BEGIN GIVEN DATA
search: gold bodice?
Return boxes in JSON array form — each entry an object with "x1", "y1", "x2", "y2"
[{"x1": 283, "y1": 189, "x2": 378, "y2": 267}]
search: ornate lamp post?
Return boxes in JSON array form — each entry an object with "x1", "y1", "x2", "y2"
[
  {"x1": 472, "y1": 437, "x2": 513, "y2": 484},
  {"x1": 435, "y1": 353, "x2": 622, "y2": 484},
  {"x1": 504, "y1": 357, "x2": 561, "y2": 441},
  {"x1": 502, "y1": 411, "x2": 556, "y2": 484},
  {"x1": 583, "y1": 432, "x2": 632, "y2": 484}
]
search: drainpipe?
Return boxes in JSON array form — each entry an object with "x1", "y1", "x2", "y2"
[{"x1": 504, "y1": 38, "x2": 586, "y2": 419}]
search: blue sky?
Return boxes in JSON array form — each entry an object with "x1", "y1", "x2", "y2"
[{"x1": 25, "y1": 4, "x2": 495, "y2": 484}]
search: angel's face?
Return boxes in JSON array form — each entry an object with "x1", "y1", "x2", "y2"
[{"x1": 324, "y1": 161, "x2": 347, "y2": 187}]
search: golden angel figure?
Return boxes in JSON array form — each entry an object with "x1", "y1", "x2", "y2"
END GIVEN DATA
WHAT IS REQUIRED: "search" is the string to look for; please copy every line of the records above where it appears.

TASK OUTPUT:
search: gold bodice?
search: ornate lamp post?
search: drainpipe?
search: blue sky?
search: angel's face?
search: golden angel figure?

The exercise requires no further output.